La consigne: Traduisez en anglais, s'il vous plaît, cette phrase du texte sur Jacques d'Arthois : « En somme, à l'instar de de Vadder, d'Arthois a souvent recours à un même schéma de composition pour élaborer ses paysages. »

Texte:
______

Fig. 9 – Jacques d’Arthois, La lisière du bois avec l'église Notre-Dame-d'Alsemberg, huile sur toile signée Jac. d'Arthois, 151 x 226,5 cm. |
Pour exposer le style et la typologie des paysages de Jacques d’Arthois, il est un tableau très caractéristique des œuvres de la maturité. On y rencontre les éléments qui prévaudront dans toutes les compositions à partir du milieu des années 1650, date approximative admise en tant que début de sa période d'épanouissement stylistique (65). Il s’agit de La lisière du bois avec l’église Notre-Dame-d’Alsemberg conservé aux Musées Royaux des Beaux-Arts de Belgique . La composition de ce tableau présente une ordonnance asymétrique du paysage caractéristique. Elle s'articule entre un côté formé par une masse boisée, souvent à contre-jour et percée par une allée et un autre constitué par une perspective largement ouverte vers le lointain. L'espace y est toujours construit selon une perspective oblique partant d'un point de vue unique. La structure de l’espace est agencée selon un schéma de quadri-segmentation des plans : à l’extrême gauche un bois (1) d’où émerge le sentier (2) qui constitue le premier-plan ; à droite de celui-ci s’ouvre la perspective vers le lointain engagée par une étendue d’eau ou une succession d’étangs (3) ; enfin, le dernier massif arborescent (4) à l’extrême droite, un peu en retrait répond au premier. C’est une des compositions types que d’Arthois réutilisera à loisir (66). En somme, à l’instar de de Vadder, d’Arthois a souvent recours à un même schéma de composition pour élaborer ses paysages. On a défini ses paysages, par opposition à ceux de de Vadder, comme étant des paysages « d'apparat » (67). Qualificatif qui se justifie pour plusieurs raisons. Tout d'abord, les paysages de d'Arthois prennent en ampleur, ils sont généralement plus grands, le style en est plus grandiose et s'oriente vers une tendance « décorative » – terme que nous évitons autant que faire se peut à cause de la connotation trop péjorative qu’il implique – qui induit une sorte de théâtralisation de l’ornementation végétale. Ces paysages sont, en outre, nombreux à mettre en scène des sujets plus nobles. L'influence sur l'imaginaire de l'artiste de la forêt de Soignes est assumée et respectée par l'introduction occasionnelle d'éléments réels, comme dans ce cas-ci, une église, celle de Notre-Dame d’Alsemberg. L’association d’un élément architectural augmenté par le caractère bourgeois des personnages, qui permet à l’initié de reconnaître le lieu et de s’identifier aux personnages, est une des clefs du succès de Jacques d’Arthois.

______

(Entrées d'annotation d'images)
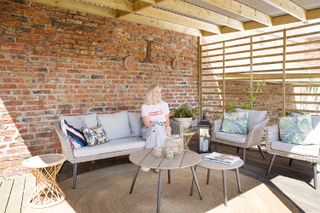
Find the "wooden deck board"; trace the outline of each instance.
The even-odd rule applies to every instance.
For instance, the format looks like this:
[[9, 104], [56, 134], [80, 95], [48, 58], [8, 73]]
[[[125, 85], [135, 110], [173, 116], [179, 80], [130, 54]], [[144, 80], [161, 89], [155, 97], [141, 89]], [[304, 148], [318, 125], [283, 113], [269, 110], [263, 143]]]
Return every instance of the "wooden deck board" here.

______

Consigne réalisée: In short, like de Vadder, d'Arthois often relies on the same compositional scheme to create his landscapes.